[Stored data entries]
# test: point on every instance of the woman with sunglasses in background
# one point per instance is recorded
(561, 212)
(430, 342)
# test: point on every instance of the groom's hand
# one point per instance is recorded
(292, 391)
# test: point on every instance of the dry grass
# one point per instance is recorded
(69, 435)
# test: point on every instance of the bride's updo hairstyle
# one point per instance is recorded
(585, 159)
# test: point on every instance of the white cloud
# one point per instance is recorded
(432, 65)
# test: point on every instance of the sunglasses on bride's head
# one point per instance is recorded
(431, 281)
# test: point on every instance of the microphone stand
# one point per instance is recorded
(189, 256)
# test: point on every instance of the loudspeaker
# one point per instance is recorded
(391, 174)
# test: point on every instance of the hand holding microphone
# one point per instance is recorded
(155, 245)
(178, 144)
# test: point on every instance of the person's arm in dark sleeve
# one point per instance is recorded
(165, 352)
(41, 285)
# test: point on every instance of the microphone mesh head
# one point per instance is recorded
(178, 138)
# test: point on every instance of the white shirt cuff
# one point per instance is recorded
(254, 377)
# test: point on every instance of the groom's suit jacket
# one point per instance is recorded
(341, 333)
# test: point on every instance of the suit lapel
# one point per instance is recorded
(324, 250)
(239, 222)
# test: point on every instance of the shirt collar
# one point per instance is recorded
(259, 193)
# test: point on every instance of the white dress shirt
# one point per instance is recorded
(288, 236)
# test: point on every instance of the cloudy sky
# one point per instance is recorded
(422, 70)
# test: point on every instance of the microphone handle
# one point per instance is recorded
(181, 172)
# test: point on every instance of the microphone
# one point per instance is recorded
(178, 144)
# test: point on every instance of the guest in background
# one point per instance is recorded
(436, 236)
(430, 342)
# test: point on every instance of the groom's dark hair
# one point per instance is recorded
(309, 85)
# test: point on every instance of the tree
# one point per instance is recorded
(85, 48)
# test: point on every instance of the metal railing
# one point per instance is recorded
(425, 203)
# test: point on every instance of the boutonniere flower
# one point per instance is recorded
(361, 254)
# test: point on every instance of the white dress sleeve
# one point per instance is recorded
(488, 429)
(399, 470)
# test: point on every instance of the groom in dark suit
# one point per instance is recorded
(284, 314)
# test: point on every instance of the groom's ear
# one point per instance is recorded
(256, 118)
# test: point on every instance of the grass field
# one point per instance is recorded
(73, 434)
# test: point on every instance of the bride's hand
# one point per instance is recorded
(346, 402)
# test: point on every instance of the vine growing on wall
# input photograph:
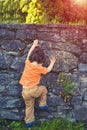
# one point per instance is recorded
(67, 85)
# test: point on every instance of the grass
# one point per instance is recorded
(55, 124)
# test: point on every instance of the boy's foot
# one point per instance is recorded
(43, 107)
(30, 124)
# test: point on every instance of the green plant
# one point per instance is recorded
(56, 124)
(68, 87)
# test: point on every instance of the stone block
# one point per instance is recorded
(82, 67)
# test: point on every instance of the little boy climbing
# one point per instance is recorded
(30, 81)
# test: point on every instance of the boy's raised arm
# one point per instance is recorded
(52, 61)
(32, 48)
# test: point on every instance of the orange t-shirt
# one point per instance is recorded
(32, 74)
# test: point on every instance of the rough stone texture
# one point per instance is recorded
(69, 44)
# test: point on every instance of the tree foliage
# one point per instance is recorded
(42, 11)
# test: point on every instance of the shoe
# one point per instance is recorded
(43, 107)
(30, 124)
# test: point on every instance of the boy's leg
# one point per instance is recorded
(40, 92)
(29, 112)
(29, 104)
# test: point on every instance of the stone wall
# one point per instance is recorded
(69, 44)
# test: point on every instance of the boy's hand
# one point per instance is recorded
(36, 43)
(53, 59)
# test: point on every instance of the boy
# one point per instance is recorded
(30, 81)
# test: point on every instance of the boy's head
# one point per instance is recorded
(37, 55)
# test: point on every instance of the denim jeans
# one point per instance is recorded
(29, 94)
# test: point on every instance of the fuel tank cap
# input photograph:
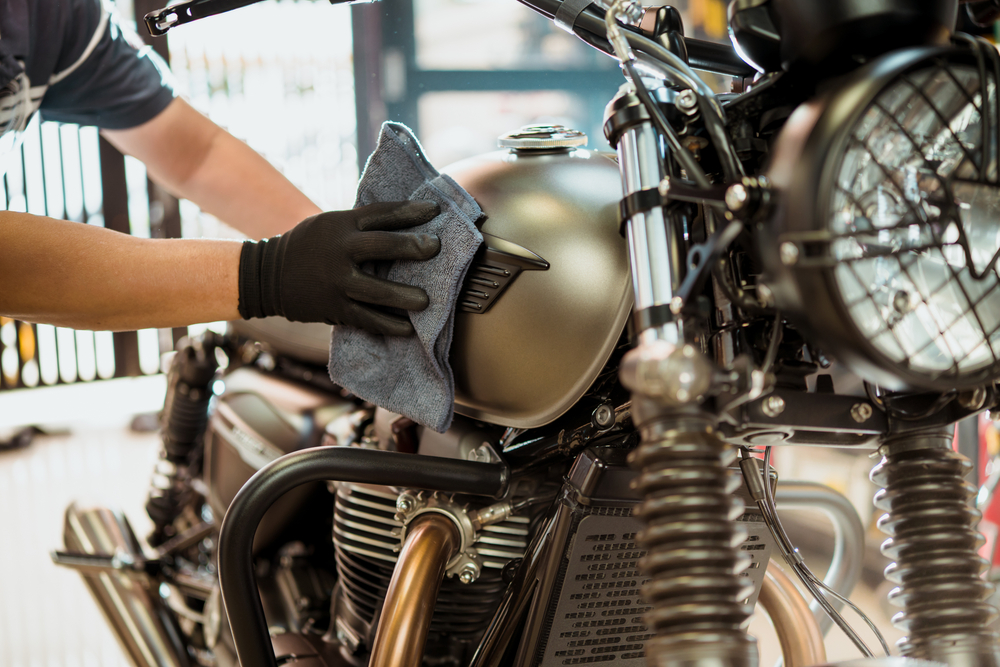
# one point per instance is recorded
(543, 137)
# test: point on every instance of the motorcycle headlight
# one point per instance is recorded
(887, 242)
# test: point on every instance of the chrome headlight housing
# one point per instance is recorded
(886, 244)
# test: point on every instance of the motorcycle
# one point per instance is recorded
(809, 260)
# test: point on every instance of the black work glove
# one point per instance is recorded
(312, 272)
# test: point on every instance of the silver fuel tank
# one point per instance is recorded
(547, 297)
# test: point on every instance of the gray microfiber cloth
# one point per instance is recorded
(411, 375)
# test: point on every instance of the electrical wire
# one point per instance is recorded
(777, 333)
(671, 66)
(690, 165)
(760, 489)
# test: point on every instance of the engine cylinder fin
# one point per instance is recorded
(933, 541)
(700, 610)
(364, 523)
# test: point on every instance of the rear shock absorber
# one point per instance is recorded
(931, 522)
(185, 415)
(699, 604)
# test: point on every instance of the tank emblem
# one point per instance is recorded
(496, 264)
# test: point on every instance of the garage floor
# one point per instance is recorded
(47, 618)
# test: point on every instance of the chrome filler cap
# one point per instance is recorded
(542, 137)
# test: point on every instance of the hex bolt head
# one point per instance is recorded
(604, 416)
(789, 253)
(861, 412)
(469, 573)
(772, 406)
(405, 503)
(687, 101)
(737, 197)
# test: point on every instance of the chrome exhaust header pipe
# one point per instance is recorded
(126, 594)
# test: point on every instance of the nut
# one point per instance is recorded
(772, 406)
(789, 253)
(737, 197)
(687, 102)
(604, 416)
(861, 412)
(468, 573)
(974, 399)
(405, 503)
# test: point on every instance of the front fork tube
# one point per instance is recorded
(692, 538)
(931, 520)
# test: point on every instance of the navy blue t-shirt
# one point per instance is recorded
(73, 62)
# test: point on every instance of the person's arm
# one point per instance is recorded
(196, 159)
(87, 277)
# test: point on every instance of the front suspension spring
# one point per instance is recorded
(700, 609)
(931, 522)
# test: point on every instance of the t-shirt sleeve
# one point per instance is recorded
(113, 86)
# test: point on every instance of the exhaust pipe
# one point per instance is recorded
(128, 596)
(431, 541)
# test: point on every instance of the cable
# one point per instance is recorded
(691, 166)
(777, 333)
(807, 577)
(760, 490)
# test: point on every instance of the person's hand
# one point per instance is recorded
(312, 272)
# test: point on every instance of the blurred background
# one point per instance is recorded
(307, 85)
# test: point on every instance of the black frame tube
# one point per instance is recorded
(341, 464)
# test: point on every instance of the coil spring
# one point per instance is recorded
(933, 542)
(185, 416)
(699, 600)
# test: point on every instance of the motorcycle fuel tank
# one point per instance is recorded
(547, 296)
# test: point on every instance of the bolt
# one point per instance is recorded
(764, 295)
(405, 503)
(737, 197)
(468, 573)
(974, 399)
(772, 406)
(604, 416)
(861, 412)
(687, 102)
(789, 253)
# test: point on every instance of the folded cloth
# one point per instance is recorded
(412, 375)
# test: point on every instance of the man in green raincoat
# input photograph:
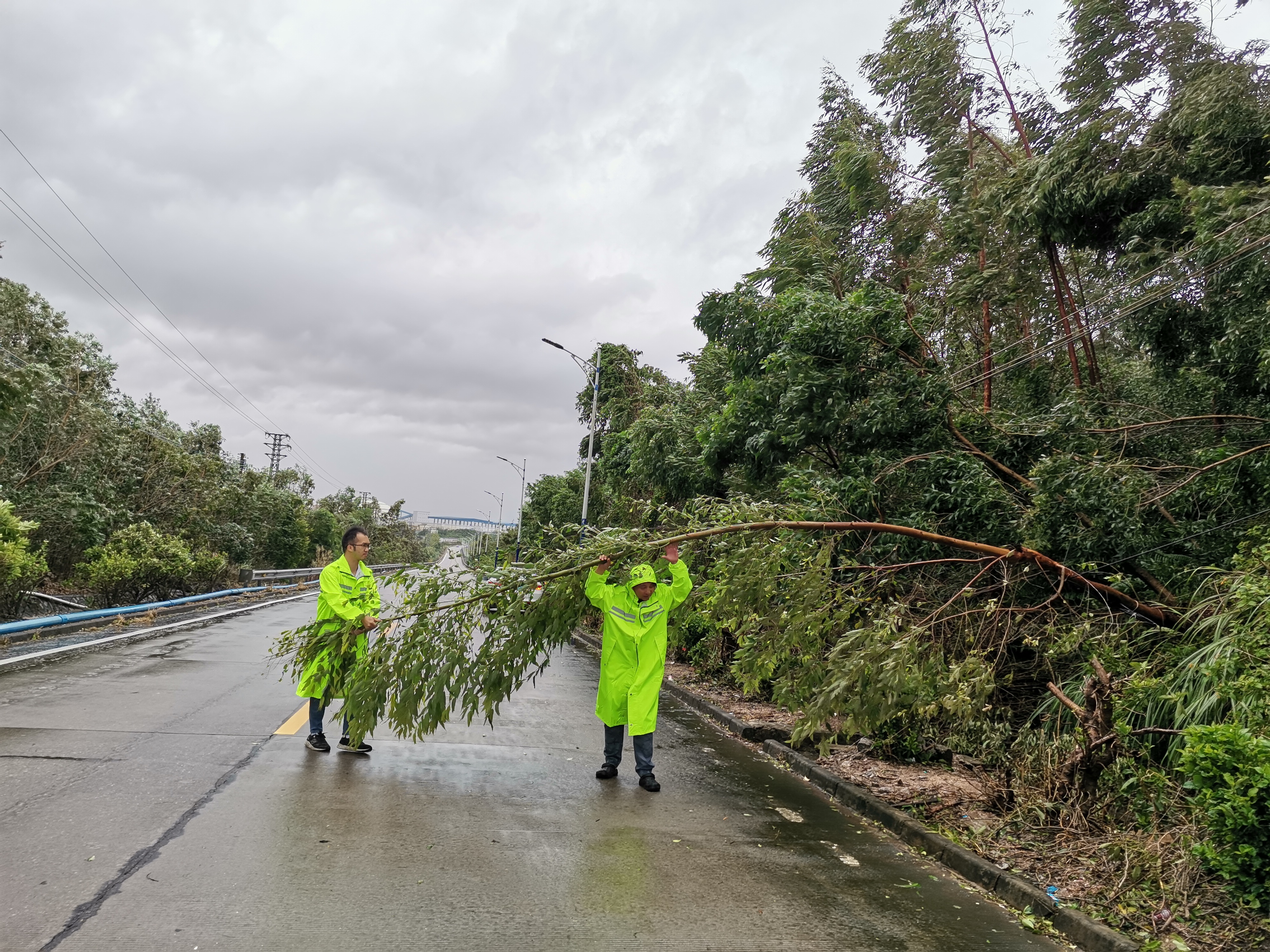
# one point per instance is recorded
(349, 595)
(633, 658)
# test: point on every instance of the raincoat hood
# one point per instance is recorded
(641, 574)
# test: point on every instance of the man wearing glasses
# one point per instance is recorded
(349, 595)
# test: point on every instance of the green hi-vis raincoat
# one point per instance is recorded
(345, 598)
(633, 659)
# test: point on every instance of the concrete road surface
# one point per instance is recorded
(148, 804)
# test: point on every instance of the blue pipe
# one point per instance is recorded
(50, 620)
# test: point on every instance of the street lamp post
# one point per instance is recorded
(520, 513)
(587, 367)
(481, 549)
(498, 530)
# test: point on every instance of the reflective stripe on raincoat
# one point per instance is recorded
(633, 659)
(345, 598)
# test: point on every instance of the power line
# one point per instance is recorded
(1188, 539)
(137, 324)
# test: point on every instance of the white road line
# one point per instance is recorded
(51, 652)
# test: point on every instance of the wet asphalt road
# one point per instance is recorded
(478, 840)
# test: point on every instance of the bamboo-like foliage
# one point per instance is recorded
(463, 643)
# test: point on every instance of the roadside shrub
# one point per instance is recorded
(21, 569)
(688, 633)
(1229, 770)
(143, 564)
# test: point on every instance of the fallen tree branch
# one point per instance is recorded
(1107, 593)
(1203, 470)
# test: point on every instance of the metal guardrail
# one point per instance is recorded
(267, 576)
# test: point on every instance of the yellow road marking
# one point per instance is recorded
(297, 722)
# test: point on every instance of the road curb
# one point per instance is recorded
(1085, 932)
(36, 659)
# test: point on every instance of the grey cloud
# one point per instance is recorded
(369, 214)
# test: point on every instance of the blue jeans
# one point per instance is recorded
(316, 717)
(643, 744)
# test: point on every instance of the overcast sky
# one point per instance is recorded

Stated exercise.
Rewrite the rows from the line with "# test: point on every instance of the overcast" through the end of the rows, putting "cloudy sky" in place of "overcast sky" and leaving everything else unchanged.

Exercise answer.
# test: point on every instance of the cloudy sky
# one point per instance is recorded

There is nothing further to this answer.